Exercise directions >>
In the records below, locate the line containing "the bare leg", then output that line and all later lines exactly, through the last one.

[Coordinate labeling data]
┌──

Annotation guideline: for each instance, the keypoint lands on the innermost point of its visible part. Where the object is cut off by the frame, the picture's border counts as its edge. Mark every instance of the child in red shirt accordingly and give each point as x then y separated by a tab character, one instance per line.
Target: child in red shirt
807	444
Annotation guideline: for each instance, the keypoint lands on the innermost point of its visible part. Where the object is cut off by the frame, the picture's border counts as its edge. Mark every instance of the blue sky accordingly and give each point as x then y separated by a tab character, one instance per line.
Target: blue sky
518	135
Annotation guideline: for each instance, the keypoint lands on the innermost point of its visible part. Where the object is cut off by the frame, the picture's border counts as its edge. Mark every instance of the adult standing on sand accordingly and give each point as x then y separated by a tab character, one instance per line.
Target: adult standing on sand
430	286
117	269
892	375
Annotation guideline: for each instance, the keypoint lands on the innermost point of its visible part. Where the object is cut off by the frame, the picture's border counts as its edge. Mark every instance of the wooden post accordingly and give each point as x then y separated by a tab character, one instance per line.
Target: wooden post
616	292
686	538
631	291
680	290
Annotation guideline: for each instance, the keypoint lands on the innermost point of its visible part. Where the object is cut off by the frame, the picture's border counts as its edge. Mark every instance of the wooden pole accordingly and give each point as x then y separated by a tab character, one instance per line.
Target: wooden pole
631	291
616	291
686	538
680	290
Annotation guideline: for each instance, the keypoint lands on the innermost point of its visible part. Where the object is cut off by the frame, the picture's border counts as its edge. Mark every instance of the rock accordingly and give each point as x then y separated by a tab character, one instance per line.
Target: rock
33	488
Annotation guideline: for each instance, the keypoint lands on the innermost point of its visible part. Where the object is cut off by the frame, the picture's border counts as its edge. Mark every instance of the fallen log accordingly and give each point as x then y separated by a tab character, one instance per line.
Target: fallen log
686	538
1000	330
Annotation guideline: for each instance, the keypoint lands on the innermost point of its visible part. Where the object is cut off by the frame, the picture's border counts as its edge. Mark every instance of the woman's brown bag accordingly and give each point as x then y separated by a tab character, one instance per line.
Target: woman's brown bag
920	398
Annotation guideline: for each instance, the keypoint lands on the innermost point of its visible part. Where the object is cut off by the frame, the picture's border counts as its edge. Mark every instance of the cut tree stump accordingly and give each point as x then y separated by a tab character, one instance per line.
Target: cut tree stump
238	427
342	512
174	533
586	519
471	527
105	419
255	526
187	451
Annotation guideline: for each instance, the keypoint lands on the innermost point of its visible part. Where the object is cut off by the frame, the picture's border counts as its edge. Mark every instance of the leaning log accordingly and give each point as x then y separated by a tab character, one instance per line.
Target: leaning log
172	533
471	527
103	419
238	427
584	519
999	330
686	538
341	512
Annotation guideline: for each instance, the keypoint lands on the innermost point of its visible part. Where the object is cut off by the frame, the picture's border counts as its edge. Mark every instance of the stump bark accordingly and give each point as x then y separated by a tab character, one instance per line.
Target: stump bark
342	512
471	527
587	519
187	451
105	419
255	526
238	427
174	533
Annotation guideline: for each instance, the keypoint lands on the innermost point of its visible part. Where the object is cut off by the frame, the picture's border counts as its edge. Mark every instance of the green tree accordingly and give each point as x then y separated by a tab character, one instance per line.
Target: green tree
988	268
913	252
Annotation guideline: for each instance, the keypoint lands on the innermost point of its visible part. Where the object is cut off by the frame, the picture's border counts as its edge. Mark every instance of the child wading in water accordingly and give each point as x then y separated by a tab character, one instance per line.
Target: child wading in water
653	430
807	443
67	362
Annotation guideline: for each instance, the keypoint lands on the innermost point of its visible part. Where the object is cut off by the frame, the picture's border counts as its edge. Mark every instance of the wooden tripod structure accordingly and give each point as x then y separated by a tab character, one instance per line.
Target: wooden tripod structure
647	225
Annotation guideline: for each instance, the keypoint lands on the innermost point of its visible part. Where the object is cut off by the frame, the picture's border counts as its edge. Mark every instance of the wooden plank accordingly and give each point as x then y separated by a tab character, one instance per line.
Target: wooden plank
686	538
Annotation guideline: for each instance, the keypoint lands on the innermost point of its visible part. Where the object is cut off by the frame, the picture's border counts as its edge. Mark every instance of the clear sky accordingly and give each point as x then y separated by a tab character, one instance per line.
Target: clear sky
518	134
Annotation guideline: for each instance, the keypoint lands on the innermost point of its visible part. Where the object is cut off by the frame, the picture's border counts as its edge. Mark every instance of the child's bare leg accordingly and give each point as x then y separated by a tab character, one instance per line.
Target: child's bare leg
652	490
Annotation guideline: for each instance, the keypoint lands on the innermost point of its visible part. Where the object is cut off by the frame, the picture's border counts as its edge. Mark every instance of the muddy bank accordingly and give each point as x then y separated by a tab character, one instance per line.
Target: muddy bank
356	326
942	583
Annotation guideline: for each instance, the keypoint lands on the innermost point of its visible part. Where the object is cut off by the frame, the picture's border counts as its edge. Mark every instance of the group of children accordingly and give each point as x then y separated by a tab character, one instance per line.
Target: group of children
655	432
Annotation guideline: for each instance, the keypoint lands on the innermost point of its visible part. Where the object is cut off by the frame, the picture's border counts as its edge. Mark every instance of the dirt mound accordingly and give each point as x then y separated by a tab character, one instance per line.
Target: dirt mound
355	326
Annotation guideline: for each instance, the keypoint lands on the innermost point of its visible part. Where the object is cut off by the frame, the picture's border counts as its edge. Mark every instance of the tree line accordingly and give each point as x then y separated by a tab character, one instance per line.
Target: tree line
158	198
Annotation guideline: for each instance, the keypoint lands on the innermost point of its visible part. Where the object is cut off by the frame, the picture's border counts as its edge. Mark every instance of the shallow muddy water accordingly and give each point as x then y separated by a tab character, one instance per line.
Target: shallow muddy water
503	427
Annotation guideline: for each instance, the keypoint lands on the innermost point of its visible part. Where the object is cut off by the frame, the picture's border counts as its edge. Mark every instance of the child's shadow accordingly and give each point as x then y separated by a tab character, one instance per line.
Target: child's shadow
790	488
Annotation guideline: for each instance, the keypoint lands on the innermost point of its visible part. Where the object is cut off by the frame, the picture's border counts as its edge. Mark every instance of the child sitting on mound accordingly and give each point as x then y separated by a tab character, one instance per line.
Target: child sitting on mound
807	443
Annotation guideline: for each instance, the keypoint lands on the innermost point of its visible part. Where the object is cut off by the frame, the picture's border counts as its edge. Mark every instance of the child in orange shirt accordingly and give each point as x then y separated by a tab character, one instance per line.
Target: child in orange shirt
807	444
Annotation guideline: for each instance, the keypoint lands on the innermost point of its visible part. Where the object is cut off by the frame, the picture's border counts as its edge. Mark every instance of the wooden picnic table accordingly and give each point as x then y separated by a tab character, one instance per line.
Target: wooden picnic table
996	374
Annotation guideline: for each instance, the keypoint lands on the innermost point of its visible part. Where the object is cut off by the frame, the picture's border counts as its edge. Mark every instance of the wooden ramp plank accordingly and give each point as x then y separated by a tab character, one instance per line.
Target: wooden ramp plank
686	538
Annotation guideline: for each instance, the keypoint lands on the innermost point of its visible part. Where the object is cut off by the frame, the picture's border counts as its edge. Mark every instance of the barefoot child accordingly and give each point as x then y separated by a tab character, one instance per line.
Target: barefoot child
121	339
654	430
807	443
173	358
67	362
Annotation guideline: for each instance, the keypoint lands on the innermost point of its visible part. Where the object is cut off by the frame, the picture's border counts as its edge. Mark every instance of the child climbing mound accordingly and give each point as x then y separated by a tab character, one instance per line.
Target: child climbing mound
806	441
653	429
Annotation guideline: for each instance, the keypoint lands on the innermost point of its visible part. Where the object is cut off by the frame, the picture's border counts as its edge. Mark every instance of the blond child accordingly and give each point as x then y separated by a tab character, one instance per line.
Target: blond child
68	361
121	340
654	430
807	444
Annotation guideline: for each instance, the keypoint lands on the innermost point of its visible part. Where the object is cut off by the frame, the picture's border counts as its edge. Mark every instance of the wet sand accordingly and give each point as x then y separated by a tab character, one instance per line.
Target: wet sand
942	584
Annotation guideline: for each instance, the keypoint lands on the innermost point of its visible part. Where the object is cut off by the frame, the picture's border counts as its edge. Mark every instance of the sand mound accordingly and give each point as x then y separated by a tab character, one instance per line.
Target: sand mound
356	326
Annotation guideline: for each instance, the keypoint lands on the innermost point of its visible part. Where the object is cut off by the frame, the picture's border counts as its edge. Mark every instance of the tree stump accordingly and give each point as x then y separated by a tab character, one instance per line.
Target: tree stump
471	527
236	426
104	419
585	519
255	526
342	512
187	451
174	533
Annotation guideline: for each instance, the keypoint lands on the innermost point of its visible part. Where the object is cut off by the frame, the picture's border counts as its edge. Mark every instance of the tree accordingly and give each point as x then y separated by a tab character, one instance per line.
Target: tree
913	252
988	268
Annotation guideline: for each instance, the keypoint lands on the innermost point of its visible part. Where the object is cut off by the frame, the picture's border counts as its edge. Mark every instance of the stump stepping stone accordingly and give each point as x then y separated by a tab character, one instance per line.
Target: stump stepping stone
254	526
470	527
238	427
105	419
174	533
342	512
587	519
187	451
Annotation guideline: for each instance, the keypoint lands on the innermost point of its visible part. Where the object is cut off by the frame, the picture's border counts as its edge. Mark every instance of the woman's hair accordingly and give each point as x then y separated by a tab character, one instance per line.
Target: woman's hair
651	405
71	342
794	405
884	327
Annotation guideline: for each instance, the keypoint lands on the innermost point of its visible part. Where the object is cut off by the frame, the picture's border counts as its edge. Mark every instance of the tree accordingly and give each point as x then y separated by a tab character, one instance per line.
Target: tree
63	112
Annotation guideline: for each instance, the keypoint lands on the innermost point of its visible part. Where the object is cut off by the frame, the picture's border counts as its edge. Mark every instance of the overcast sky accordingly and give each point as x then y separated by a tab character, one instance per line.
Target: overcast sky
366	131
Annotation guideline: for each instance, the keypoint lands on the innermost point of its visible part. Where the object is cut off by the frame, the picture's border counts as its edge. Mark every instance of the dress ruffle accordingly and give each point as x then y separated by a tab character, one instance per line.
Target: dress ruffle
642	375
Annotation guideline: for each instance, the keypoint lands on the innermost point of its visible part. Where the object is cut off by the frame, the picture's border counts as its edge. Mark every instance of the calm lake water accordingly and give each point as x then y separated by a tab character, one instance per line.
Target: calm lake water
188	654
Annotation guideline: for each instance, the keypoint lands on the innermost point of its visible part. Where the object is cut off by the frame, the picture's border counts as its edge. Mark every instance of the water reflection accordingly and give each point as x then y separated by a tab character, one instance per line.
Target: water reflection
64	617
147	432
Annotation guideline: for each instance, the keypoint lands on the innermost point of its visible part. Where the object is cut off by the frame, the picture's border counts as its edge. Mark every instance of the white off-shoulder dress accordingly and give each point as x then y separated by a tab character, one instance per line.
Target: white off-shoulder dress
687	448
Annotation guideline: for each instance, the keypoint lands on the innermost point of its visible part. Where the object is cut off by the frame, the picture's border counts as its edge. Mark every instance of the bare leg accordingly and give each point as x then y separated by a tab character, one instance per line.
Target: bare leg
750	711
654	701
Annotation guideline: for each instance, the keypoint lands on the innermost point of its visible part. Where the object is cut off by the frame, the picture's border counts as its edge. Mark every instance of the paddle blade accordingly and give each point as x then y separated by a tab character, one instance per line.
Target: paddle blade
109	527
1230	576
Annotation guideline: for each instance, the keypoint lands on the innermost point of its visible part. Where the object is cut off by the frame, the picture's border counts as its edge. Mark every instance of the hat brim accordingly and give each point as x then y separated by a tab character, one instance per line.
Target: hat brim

└──

Response >>
Annotation guideline: for each instance, the keypoint lands on the innermost point of its visible part. Where the object is cut off by the frame, the picture's border counts as its edge. Mark every instance of the bare leg accordingly and give each point as x then y separated by a tab character, one instance per line.
Target: bare leg
750	711
654	701
Annotation guideline: for each instance, the keypoint lands on the innermost point of its visible part. Where the object is cut off by the frame, the picture's border counts as its edge. Mark every instance of the paddle blade accordingly and give each point as x then y separated by a tab character, one instance per line.
Target: paddle blade
109	527
1230	576
Annotation guideline: for each instance, the keypoint lands on the innermost point of its visible part. Where the object is cut off by the frame, the picture's border counts as its edge. Mark every instance of the hat brim accordingly and give each point as x then y separated by a tab character, one instance per line.
Target: hat brim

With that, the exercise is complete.